### WHAT THIS TASK INVOLVES
The reply should reproduce every line of the data below word for word, minus any images.

━━━━━ SOURCE INFORMATION

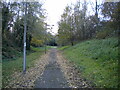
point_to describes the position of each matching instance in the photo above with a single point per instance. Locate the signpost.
(25, 27)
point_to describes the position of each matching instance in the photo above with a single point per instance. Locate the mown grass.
(16, 65)
(97, 61)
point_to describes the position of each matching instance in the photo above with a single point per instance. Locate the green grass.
(15, 65)
(97, 61)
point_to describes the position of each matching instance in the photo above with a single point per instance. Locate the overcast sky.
(55, 9)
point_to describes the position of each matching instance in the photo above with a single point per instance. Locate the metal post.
(25, 27)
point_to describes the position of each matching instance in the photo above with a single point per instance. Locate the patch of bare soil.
(71, 73)
(28, 79)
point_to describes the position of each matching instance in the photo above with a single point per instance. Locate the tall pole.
(25, 27)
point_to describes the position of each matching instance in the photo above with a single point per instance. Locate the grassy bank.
(97, 60)
(15, 65)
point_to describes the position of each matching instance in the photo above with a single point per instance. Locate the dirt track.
(51, 70)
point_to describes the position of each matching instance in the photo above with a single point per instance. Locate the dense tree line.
(13, 26)
(76, 25)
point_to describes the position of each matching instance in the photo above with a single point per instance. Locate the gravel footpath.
(52, 76)
(51, 70)
(28, 79)
(71, 73)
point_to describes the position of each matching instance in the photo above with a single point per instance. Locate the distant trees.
(76, 25)
(13, 25)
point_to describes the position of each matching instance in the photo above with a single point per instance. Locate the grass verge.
(97, 61)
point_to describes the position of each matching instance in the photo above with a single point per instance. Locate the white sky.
(55, 9)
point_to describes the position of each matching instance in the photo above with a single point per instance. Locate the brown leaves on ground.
(28, 79)
(71, 73)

━━━━━━━━━━

### EXERCISE ANSWER
point_to describes the position of each matching instance in the photo above with a single point per instance. Locate the signpost.
(25, 27)
point_to describes the position of each matching instance in the photo above with a single point per instance. Locate the mown grass.
(16, 65)
(97, 61)
point_to describes the position of each matching instance in the photo above with a single point per instance. Locate the green grass.
(15, 65)
(97, 61)
point_to describes the position of each matching instance in the photo above with a single point per instance. Locate the overcast sky.
(55, 9)
point_to describes the position of each matching instance in the photo above with a single point per instance. Locate the metal post.
(25, 27)
point_to describes the position of each matching instance in the photo above with a single point per instance. Locate the patch of bare soil.
(71, 73)
(28, 79)
point_to describes the position of each matching instance in the photo above with a single point per instance. Locate the tall pole.
(25, 27)
point_to describes the position of each matching instance in the photo above with a single point per instance. Locate the grassy bank.
(97, 60)
(15, 65)
point_to describes the position of each matching instance in the photo above with a single point per instance. Locate the dirt track.
(51, 70)
point_to describes the position of each matching instance in the photo above with a single point per instance. Locate the dense tree line.
(13, 26)
(76, 25)
point_to describes the position of each matching instance in the photo above with a single point per instance. Locate the gravel footpath.
(52, 76)
(51, 70)
(28, 79)
(71, 73)
point_to describes the position of each matching instance in the photo above with a single point per instance. Locate the distant trees.
(76, 25)
(13, 25)
point_to describes the position of each matching instance in the photo above with a single point per instance. Locate the grass verge.
(97, 61)
point_to describes the position of each matching instance in the photo above with a single point per instance. Locate the white sky.
(55, 9)
point_to describes the position of each matching instance in the photo above with a single point per instance. Locate the brown leaves on ground.
(28, 79)
(71, 73)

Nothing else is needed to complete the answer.